_RECORDS PROVIDED_.

____

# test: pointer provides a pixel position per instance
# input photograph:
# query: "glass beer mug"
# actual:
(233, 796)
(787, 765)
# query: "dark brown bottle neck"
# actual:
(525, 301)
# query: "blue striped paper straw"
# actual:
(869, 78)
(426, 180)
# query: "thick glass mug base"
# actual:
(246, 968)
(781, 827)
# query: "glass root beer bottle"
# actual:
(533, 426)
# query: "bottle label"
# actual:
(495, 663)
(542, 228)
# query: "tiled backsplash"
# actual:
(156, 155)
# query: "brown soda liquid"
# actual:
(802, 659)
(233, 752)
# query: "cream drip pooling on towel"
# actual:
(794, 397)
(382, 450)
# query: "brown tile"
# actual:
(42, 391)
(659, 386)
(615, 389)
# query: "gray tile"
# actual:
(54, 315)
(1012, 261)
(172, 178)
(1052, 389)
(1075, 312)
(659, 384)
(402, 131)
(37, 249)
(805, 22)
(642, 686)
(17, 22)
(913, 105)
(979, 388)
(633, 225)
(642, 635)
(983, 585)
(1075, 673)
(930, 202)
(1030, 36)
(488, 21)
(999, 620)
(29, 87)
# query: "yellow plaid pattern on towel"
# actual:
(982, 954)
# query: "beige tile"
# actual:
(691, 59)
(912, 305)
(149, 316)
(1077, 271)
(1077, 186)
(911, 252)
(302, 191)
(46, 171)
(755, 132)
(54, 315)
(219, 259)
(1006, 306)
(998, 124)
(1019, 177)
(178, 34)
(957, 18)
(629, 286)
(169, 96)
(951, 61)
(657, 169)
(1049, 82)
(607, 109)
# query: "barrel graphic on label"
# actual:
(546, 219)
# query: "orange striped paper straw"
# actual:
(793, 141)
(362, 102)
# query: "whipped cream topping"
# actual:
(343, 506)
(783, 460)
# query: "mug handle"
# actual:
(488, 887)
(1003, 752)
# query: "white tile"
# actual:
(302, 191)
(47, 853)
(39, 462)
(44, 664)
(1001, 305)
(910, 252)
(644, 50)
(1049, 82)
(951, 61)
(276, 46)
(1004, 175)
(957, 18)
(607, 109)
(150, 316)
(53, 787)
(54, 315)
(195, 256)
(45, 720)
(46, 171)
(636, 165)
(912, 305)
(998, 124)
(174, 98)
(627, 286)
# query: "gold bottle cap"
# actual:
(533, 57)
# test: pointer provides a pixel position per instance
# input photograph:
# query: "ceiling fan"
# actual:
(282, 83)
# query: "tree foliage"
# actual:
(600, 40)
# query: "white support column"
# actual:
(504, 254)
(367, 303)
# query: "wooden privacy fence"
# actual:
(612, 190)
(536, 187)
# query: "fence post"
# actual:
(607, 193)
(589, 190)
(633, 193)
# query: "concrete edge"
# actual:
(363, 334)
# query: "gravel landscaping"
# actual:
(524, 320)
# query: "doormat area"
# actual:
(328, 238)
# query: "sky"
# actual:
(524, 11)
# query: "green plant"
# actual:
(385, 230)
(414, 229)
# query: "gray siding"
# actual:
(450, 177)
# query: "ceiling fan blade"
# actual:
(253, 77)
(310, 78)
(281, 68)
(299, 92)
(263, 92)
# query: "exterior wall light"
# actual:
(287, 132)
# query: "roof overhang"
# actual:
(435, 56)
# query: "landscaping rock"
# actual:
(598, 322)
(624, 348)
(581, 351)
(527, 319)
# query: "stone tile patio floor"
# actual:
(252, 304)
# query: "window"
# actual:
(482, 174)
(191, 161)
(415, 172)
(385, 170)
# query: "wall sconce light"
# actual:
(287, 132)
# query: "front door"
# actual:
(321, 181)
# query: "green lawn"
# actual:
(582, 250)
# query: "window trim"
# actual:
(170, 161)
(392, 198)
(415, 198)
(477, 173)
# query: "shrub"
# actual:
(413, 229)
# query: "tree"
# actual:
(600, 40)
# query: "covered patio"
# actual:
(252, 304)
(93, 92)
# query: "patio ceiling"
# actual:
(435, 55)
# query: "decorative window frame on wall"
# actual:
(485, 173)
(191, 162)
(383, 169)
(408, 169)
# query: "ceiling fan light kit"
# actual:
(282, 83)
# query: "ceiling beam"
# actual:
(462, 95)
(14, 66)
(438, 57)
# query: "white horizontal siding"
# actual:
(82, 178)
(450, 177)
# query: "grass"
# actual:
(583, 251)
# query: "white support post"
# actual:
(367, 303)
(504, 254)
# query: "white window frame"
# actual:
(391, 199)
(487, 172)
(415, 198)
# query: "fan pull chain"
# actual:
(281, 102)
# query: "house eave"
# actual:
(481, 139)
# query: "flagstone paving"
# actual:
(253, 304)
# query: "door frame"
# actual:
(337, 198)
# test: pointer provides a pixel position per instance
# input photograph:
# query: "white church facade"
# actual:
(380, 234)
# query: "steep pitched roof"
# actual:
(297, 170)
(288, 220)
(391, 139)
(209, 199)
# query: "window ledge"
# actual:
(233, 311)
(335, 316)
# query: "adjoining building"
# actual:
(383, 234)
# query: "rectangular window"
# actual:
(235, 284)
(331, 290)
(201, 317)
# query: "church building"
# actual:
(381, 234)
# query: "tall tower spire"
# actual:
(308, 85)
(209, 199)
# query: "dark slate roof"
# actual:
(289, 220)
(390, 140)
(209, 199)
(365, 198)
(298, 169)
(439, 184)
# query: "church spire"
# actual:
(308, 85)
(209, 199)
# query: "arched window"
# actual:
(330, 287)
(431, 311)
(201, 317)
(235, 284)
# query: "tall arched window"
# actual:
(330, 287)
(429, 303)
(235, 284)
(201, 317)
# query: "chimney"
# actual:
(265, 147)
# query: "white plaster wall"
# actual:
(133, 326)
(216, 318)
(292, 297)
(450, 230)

____

_GOAL OF THE EXERCISE_. Write out all the data again, exactly as it appears.

_FINISHED TASK_.
# test: pointer provides a pixel position per instance
# input photograph:
# query: "glass beer mug"
# actual:
(233, 796)
(787, 765)
# query: "dark brown bottle neck"
# actual:
(525, 301)
# query: "blue striped paper straw"
# actual:
(869, 78)
(426, 180)
# query: "thick glass mug base"
# actual:
(246, 968)
(781, 827)
# query: "glass root beer bottle"
# actual:
(533, 426)
# query: "bottle label"
# actual:
(495, 663)
(542, 228)
# query: "tiled backsplash"
# actual:
(156, 155)
# query: "brown soda liquid"
# actual:
(802, 659)
(233, 752)
# query: "cream drip pooling on towel"
# actual:
(794, 397)
(382, 450)
# query: "brown tile"
# actual:
(42, 391)
(659, 386)
(615, 389)
# query: "gray tile"
# actual:
(54, 315)
(1012, 261)
(172, 178)
(1052, 389)
(1075, 312)
(659, 384)
(402, 131)
(37, 249)
(805, 22)
(642, 686)
(17, 22)
(913, 105)
(979, 388)
(633, 225)
(642, 635)
(983, 585)
(1075, 673)
(930, 202)
(1030, 36)
(488, 21)
(999, 620)
(29, 87)
# query: "yellow plaid pattern on towel"
# actual:
(982, 954)
# query: "beige tile"
# actual:
(691, 59)
(912, 305)
(149, 316)
(1077, 271)
(1077, 186)
(911, 252)
(302, 191)
(46, 171)
(755, 132)
(54, 315)
(219, 259)
(1006, 306)
(998, 124)
(1019, 177)
(178, 34)
(957, 18)
(629, 286)
(169, 96)
(951, 61)
(657, 169)
(1049, 82)
(607, 109)
# query: "barrel graphic on label"
# actual:
(546, 219)
# query: "orange striped paper straw"
# actual:
(793, 141)
(362, 102)
# query: "whipped cream topping"
# actual:
(343, 506)
(783, 460)
# query: "mug handle"
# actual:
(488, 887)
(1003, 752)
# query: "white tile"
# actual:
(302, 191)
(47, 853)
(39, 462)
(44, 664)
(1001, 305)
(910, 252)
(644, 50)
(1049, 82)
(951, 61)
(276, 46)
(1004, 175)
(957, 18)
(607, 109)
(150, 316)
(53, 787)
(54, 315)
(195, 256)
(45, 720)
(46, 171)
(636, 165)
(912, 305)
(998, 124)
(174, 98)
(627, 286)
# query: "gold bottle cap"
# actual:
(533, 57)
# test: pointer provides a pixel position per instance
# input photograph:
# query: "ceiling fan"
# actual:
(282, 83)
# query: "tree foliage"
# actual:
(600, 40)
# query: "white support column"
# actual:
(504, 254)
(367, 303)
# query: "wooden privacy fence"
# actual:
(612, 190)
(536, 187)
# query: "fence post"
# actual:
(607, 193)
(589, 190)
(633, 193)
# query: "concrete edge"
# actual:
(363, 334)
# query: "gravel landscaping"
# actual:
(524, 320)
# query: "doormat area"
# actual:
(328, 238)
# query: "sky"
# actual:
(524, 11)
# query: "green plant"
# actual:
(385, 230)
(414, 229)
# query: "gray siding"
# actual:
(450, 177)
# query: "ceiling fan blade"
# actual:
(253, 77)
(310, 78)
(281, 68)
(299, 92)
(263, 92)
# query: "exterior wall light"
# actual:
(287, 132)
# query: "roof overhang"
# actual:
(435, 56)
# query: "landscaping rock"
# actual:
(598, 322)
(624, 348)
(581, 351)
(527, 319)
# query: "stone tile patio floor"
# actual:
(252, 304)
# query: "window"
# actual:
(482, 174)
(191, 161)
(415, 172)
(385, 170)
# query: "wall sconce light"
# actual:
(287, 132)
# query: "front door"
# actual:
(321, 181)
# query: "green lawn"
# actual:
(582, 250)
# query: "window trim"
# actual:
(170, 161)
(392, 198)
(415, 198)
(477, 173)
# query: "shrub"
# actual:
(413, 229)
# query: "tree"
# actual:
(600, 40)
# query: "covered patio"
# actual:
(252, 304)
(93, 92)
# query: "patio ceiling"
# actual:
(435, 55)
# query: "decorative window frame on wall"
# actual:
(485, 173)
(191, 162)
(383, 169)
(408, 169)
# query: "ceiling fan light kit"
# actual:
(282, 83)
# query: "ceiling beam"
# actual:
(462, 95)
(14, 66)
(438, 57)
# query: "white horizontal siding"
# actual:
(82, 178)
(450, 177)
# query: "grass"
# actual:
(583, 251)
# query: "white support post"
# actual:
(367, 303)
(504, 254)
# query: "white window frame"
# actual:
(391, 199)
(487, 172)
(415, 198)
# query: "fan pull chain"
# actual:
(281, 102)
# query: "house eave"
# actual:
(481, 139)
# query: "flagstone paving"
# actual:
(253, 304)
# query: "door frame"
# actual:
(337, 198)
# test: pointer provides a pixel position per instance
# input photograph:
# query: "white church facade"
# actual:
(380, 234)
# query: "steep pitched roof"
# actual:
(297, 170)
(288, 220)
(391, 139)
(209, 199)
# query: "window ledge"
# actual:
(233, 311)
(335, 316)
# query: "adjoining building"
# actual:
(383, 234)
# query: "rectangular window"
# actual:
(235, 284)
(331, 290)
(201, 317)
# query: "church building"
# actual:
(381, 234)
# query: "tall tower spire"
# actual:
(308, 85)
(209, 199)
# query: "dark slate roof"
# actual:
(289, 220)
(390, 140)
(209, 199)
(365, 198)
(298, 169)
(439, 184)
# query: "church spire"
# actual:
(308, 85)
(209, 199)
# query: "arched window"
# actual:
(330, 287)
(431, 311)
(201, 317)
(235, 284)
# query: "tall arched window"
# actual:
(330, 287)
(429, 303)
(235, 284)
(201, 317)
# query: "chimney"
# actual:
(265, 147)
# query: "white plaster wall"
# actual:
(133, 326)
(216, 318)
(292, 297)
(450, 230)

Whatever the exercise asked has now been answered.